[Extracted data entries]
-- Opening Marker --

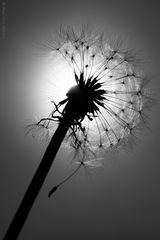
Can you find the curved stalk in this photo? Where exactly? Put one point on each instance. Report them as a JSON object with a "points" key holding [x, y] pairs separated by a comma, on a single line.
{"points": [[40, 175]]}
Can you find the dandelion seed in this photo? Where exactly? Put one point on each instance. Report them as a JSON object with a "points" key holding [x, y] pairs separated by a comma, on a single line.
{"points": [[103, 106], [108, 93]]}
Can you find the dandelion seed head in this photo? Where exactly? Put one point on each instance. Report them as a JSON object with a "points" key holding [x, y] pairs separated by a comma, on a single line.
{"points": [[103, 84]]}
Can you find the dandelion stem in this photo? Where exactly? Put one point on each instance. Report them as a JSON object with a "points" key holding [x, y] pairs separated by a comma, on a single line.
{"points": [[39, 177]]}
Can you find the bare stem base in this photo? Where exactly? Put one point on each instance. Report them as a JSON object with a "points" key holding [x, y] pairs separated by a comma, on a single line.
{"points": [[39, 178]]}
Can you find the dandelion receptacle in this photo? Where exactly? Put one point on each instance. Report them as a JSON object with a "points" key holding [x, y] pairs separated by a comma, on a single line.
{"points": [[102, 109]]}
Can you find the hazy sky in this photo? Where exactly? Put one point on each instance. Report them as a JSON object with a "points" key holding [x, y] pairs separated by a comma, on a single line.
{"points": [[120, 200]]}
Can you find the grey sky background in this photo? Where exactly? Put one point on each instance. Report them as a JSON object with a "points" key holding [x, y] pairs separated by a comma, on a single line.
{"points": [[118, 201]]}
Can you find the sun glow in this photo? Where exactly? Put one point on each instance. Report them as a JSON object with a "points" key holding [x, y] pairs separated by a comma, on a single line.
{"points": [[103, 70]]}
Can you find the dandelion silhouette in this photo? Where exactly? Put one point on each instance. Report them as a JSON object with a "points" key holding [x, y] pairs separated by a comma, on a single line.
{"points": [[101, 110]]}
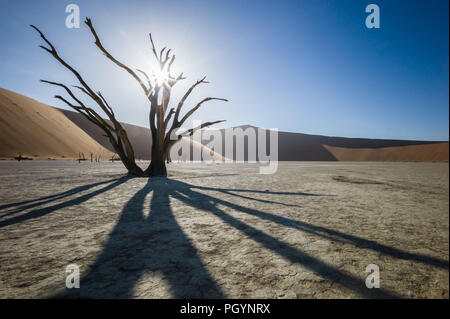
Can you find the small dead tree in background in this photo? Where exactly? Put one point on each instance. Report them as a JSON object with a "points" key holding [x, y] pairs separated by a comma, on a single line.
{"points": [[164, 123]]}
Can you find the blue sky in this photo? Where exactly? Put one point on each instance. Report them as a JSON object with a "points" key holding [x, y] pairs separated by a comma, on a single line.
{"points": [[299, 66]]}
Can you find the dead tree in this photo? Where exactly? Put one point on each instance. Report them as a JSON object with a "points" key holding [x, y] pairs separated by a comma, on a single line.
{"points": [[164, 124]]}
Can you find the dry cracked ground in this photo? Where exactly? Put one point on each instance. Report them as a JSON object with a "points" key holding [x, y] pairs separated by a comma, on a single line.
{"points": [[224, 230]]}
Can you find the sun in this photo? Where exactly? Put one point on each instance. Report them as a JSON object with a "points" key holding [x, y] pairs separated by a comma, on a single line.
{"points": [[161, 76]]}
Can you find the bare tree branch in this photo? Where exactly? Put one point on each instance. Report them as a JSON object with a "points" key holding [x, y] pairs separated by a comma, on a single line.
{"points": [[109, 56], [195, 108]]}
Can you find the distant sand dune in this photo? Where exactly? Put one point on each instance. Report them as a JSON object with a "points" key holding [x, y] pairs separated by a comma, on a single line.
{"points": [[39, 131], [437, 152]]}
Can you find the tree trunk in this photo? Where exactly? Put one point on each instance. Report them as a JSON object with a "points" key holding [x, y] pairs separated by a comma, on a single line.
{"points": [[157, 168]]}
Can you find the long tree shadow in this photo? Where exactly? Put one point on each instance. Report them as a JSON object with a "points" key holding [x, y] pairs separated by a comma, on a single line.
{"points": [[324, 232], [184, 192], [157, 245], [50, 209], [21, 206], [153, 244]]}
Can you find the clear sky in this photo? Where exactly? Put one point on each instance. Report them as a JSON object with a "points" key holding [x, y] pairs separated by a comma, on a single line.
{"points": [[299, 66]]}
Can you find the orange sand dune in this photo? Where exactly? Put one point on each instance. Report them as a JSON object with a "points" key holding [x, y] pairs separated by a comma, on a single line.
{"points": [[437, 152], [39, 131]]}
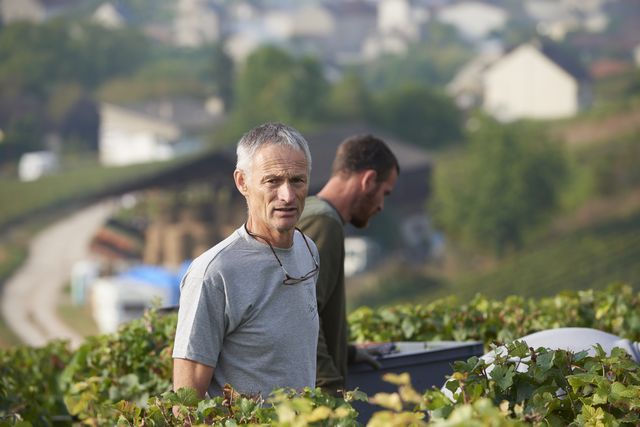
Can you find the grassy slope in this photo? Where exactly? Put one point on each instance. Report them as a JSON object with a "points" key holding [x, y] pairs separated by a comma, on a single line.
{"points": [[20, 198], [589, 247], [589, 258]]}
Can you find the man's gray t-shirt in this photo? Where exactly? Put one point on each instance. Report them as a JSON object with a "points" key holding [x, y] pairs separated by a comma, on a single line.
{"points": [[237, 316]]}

-- Closing Marker --

• _Exercise directions_
Word for word and without any pictures, return all of the lines above.

• _Finished exercise_
Can you find the curved stalk in this photo? Where exactly? Put one point on each instance. Report them as a JSON object with a "points" key holding [x, y] pairs separated by a comma, on a single line.
{"points": [[40, 175]]}
Can you find the dandelion seed in this photo? Where exactly? Put one point on each instance. Report them as a JSON object with a "points" key holding [x, y] pairs separated by a comma, on a single line.
{"points": [[103, 106], [108, 93]]}
Can you find the dandelion seed head in this photo? Where exactly? Put one point on each instance. Report them as a JSON object with a "points" key holding [x, y] pairs separated by a comma, on a single line.
{"points": [[103, 84]]}
Can you find the dandelion stem in this photo? Where exactly? Put one point on each instance. Report them as a JSON object with a "points" key holding [x, y] pairs separated by a comma, on a single line.
{"points": [[39, 177]]}
Can you find the bare stem base in this photo? Where exactly? Put one point on each instance. Report them as a JSON object with a "points" key holding [x, y] pairs separated by a comma, on a single line.
{"points": [[39, 178]]}
Can you find the dandelion receptacle in this photo? Where exactly? Put one point on each instance. Report them as a JSON object with a "points" key holding [x, y] pairs separated by a comma, on a single line.
{"points": [[102, 109]]}
Can you find the hazy sky in this photo? Where exactly? Put one point on each instance. Report them as a JSON object with a "points" key holding [x, y] pairs separated by a comma, on a single line.
{"points": [[120, 200]]}
Can you find the grey sky background in this photo? Where exactly? Put one point on each instance. Report them as a JSON object with a "points" key holding [x, y] pairs separated by a comma, on a single line.
{"points": [[118, 201]]}
Can you find the sun glow in this photo? Where exactly? Put one point on each instance. Report them as a JSON object with a "points" key holding [x, y] pairs separated by a comma, on a single line.
{"points": [[103, 70]]}
Can you find the dandelion silhouette in this photo? Where exactly? Put one point on each instance. Report them as a JSON object with a "points" key holding [x, y] pairs separated by a comma, on a single line.
{"points": [[101, 110]]}
Can you find the small dead tree in background in this photo? Where exactly? Put one point on each instance. Report them as a JSON object with a "points" key holding [x, y] pairs separated by a comma, on a single line.
{"points": [[164, 123]]}
Can you find the blue sky in this photo? Where exactly? Put one point on each instance. Report them as a JSON object with a "points" key holding [x, y] pairs separated by a comma, on a single line.
{"points": [[299, 66]]}
Can you find the dead tree in this photo? Where exactly? Put one point on each instance. Report them as a JSON object with a "points" key holding [x, y] pairs separated by a comma, on a single line.
{"points": [[164, 124]]}
Can you find the dry cracked ground in this photo? Where exactly? Put one point on each instance. Report them as a JSON object with a "points" key holding [x, y] pairs separated by a comma, on a single line.
{"points": [[224, 230]]}
Can you find the sun in this photo? Where exactly? Put one point on each instance. Report them as a JSON object with a "points" key holding [x, y] pairs separated by a comma, on a single line.
{"points": [[161, 76]]}
Can you find the bare tree branch in this photo? Where exactly? Put one point on each instance. Report them as a JSON object with a "points" key holding [x, y] pairs separated by a comma, on a single line.
{"points": [[109, 56], [195, 108]]}
Can you find the distant sand dune in this photo? Where exactly? Put one point on each instance. Report them as a JSON object with a "points" key holding [x, y] pairs separated by a comma, on a single line.
{"points": [[39, 131], [437, 152]]}
Can you find the tree trunk in this photo? Where exactly? Put one point on each instance. Report them as a JSON object with a "points" key holding [x, y] pairs separated by a comma, on a single line.
{"points": [[157, 168]]}
Can you find the long tree shadow in this photo? Where exactly? Put one point on each instance. Report them as a JSON object with a "points" key holding [x, y] pairs separated by a comma, on a single line.
{"points": [[324, 232], [184, 192], [157, 245], [50, 209], [21, 206], [153, 244]]}
Can you find the clear sky in this photo? Where exactly? Put one point on each instance. Report them as a JSON object with a "points" key holding [x, y] pairs separated by a comma, on a single line.
{"points": [[299, 66]]}
Can you find the orange sand dune in this photo? Where exactly? Put one point on each instance. Report them as a JSON object with a "points" key holding [x, y] pairs separated by a comma, on a single line.
{"points": [[437, 152], [39, 131]]}
Can you find the grassy slope in this photo? Where exactly? Put one point on each instance. Report them as a JSON object with a "points" key holding [x, y] pairs separated by a comma, on a single line.
{"points": [[20, 198], [589, 247], [589, 258]]}
Can you find the man's gray t-shirt in this photo? Where exactly? Put one point on each instance. Report them as a JSON object with a "points" key holding [x, y] pairs separated by a comma, on a single line.
{"points": [[237, 316]]}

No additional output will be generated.